Exercise set
1 > In the advice letter, shorten the paragraph beginning "I'm not sure if this is the kind of thing you handle" into a bulleted list that keeps its main facts.
2 > Show every line of the records that contains the string "negative".

━━ Source extract ━━

Art of Loving Advice

Question:
I'm not sure if this is the kind of thing you handle but I
need some advice. My name is M and I am 21 yrs
old, I still live with my mother and I have been with my boyfriend
for almost 4 years, his name is J. The problem is that my mother
cannot stand him, I don't understand why because he is very good
to me, he takes me out, he does everything I ask him to and he is
very faithful to me, he's even great to my mother, he paid for her
divorce and paid almost all our bills for 6-8 months so my mother
wouldn't have to work for a while. After that she finely found a
job and after her car got repoed he took her to work everyday in
his brand new car and never once asked or received any money for
gas. He even take's her out with us sometimes. She does say very
hateful things about him and it hurts me very bad, I've told J
the things she says about him and it hurts him but it still helps
her anyway. I'm telling you all this to help you understand my
problem so that maybe you can help me. About 2 yrs ago we decided
to get married and we started to plan the wedding and we stared
buying things and we didn't tell my mother right away, well one day I came
home a little late and she was upset and we started arguing and
one thing lead to another and I told her, then she started crying
and telling me how much I was hurting her and I was making the biggest
mistake of my life, then a little later she told me that she wanted
to be a part of it and we could live with her for a while until
we got through with school and saved some money, then about a month
later she said that we couldn't live there and she never wanted to see
me ever again, at least while I was with him. So I thought it would be
best if I just called the whole thing off, so I did and now here I am.

━━━
━━ Exercise material ━━

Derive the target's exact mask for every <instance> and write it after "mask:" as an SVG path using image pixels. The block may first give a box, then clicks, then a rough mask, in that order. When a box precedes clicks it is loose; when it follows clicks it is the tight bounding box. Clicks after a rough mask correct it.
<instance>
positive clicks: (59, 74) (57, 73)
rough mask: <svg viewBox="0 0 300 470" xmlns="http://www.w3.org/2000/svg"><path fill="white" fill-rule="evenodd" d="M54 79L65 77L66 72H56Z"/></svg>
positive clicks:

━━━
━━ Exercise material ━━

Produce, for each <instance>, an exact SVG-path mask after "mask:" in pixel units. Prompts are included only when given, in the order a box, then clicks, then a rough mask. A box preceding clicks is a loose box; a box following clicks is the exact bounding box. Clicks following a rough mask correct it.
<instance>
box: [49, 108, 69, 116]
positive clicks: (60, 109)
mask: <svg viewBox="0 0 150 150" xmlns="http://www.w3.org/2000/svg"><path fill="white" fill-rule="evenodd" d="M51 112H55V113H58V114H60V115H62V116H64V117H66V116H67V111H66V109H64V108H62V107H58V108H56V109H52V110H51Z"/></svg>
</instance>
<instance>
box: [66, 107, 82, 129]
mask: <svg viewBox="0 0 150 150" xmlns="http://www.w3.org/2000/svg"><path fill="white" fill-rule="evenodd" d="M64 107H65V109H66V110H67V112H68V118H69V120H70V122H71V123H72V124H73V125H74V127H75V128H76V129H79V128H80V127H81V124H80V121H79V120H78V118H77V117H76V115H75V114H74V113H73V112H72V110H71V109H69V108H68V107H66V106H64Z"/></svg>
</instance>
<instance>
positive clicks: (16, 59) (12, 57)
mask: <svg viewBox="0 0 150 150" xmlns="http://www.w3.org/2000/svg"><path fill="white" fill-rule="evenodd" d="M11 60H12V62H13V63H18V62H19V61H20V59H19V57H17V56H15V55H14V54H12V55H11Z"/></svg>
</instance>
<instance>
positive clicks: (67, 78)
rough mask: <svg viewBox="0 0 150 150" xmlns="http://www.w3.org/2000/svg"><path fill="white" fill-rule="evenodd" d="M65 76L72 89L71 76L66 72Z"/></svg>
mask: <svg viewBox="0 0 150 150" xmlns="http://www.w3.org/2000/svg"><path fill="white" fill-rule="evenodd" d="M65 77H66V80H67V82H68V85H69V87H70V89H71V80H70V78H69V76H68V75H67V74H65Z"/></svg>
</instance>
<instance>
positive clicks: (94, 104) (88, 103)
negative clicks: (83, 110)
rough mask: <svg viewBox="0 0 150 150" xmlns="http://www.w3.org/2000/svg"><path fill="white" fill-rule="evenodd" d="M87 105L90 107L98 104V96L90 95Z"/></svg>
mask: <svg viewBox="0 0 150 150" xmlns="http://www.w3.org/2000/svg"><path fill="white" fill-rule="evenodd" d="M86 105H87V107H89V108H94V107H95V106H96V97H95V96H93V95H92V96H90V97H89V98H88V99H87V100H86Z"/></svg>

━━━
━━ Exercise material ━━

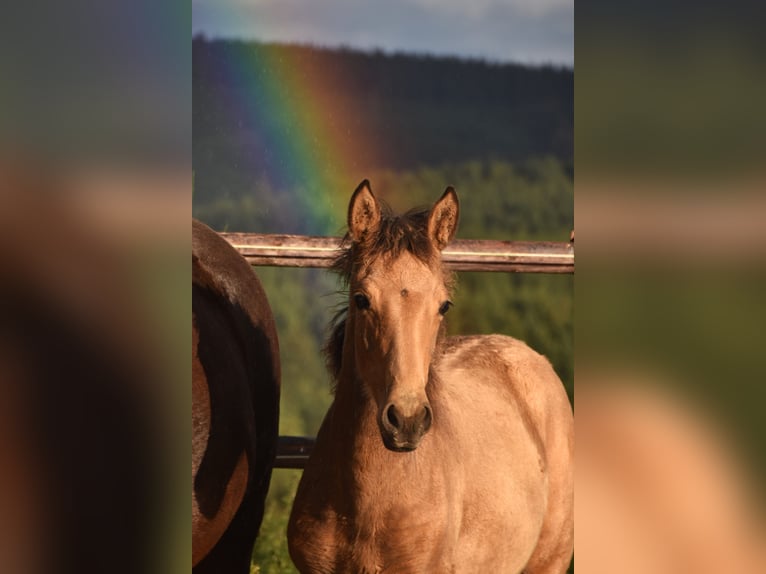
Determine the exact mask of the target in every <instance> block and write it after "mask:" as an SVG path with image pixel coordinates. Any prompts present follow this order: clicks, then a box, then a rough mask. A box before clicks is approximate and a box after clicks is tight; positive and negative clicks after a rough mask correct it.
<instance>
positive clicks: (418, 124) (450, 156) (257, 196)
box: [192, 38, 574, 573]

━━━

Written responses
1 >
- The writer, M, is 21, lives with their mother, and has been with boyfriend J for almost 4 years.
- The mother cannot stand J, even though he is good to the writer and faithful.
- J has been generous to the mother:
  - He paid for her divorce.
  - He paid almost all their bills for 6–8 months so she would not have to work.
  - After her car was repossessed, he drove her to work every day in his new car without asking for or receiving gas money.
  - He sometimes takes her out with the couple.
- The mother says hateful things about J, which hurts both the writer and J.
- About 2 years ago the couple decided to marry. They began planning and buying things without telling the mother right away.
- During an argument the writer told her. She cried and called it the biggest mistake of the writer's life.
- Later she said she wanted to be part of it. She offered to let them live with her until they finished school and saved money.
- About a month later she said they could not live there. She also said she never wanted to see the writer again while the writer was with J.
- The writer then called off the wedding.

2 >
negative clicks: (83, 110)
Determine the exact mask of the target in every <instance> block and write it after "mask:" as an SVG path with image pixel coordinates. Any prompts present follow this order: clicks, then a box, then a rough mask. A box before clicks is approximate and a box after clicks is tight; positive and negative clicks after a rough mask correct it.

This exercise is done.